PASSAGE PROVIDED:
== Segment start ==

To harness the powerful usability benefits of simplicity and consistency in the innovation process, we must ask, what really needs to be changed?
By using as many pre-existing mental models as possible and keeping things simple, we make it so that users will only have to learn when it comes to the innovating change, not a whole new way to click buttons or log in (unless that’s your innovation).
Designers should keep simplicity and consistency in mind, especially when designing innovative products that will require users to do any amount of learning.
CONCLUSION
Innovation is a nebulous concept, and has been defined differently by every entity, individual or company, that seeks to employ its catalytic power. At the most basic level, innovation is creating new value- but it can also be as dramatic as a groundbreaking invention, changing an entire industry, and causing a shift in the way our society functions. Accessibility, instead of creating obstacles, can actually be a stimulant for this process:
The inventor of one of the first typewriters, Pellegrino Turri, developed the revolutionary machine in the early 1800s to help his low-vision friend continue to write letters to him7
Alexander Graham Bell, the inventor of the telephone, began studying acoustics to help with his mother’s progressive deafness7
Today’s speech technology, such as that of Siri or Alexa, originated in 1978, from Ray Kurzweil’s Reading Machine for the blind6
A 2013 research project using Xbox Kinect creates an avatar proxy to help translate different versions of sign language between non-hearing people- the technology was suggested to have commercial applications in hotels, airports, or other transit locales where language barriers might arise6
These stories show us how people have always been and continue to be inspired by physical and cognitive diversity, and how that inspiration results in changes that help move everyone toward a brighter future.
Put simply, innovation is change, and rejection of the status quo in pursuit of a better alternative.
Designers are, by their very nature, innovators- we create products and experiences where there was none before, or take an existing product or experience and try to improve it.

== Segment end ==

EXERCISE DETAILS: Print the stretch of the passage on design and innovation from "By using as" through "that’s your innovation).", word for word. The records come from a separate source and are not connected to the passage on design and innovation.

DATA RECORDS:
== Segment start ==

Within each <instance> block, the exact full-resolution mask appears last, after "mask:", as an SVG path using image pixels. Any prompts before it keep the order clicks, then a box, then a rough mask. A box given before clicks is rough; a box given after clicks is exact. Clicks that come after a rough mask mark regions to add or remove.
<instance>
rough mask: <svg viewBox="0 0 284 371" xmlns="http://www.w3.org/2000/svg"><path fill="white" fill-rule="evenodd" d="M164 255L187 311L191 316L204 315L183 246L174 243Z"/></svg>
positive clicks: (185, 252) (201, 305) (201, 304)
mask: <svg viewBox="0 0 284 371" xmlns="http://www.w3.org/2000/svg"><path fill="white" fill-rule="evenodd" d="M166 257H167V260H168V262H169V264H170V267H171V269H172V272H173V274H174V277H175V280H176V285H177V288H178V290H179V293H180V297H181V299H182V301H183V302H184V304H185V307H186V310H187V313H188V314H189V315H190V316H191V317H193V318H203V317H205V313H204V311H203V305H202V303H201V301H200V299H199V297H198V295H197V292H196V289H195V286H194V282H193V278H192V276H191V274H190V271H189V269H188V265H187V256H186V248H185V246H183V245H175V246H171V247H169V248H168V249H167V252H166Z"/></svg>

== Segment end ==

EXERCISE RESULT:
By using as many pre-existing mental models as possible and keeping things simple, we make it so that users will only have to learn when it comes to the innovating change, not a whole new way to click buttons or log in (unless that’s your innovation).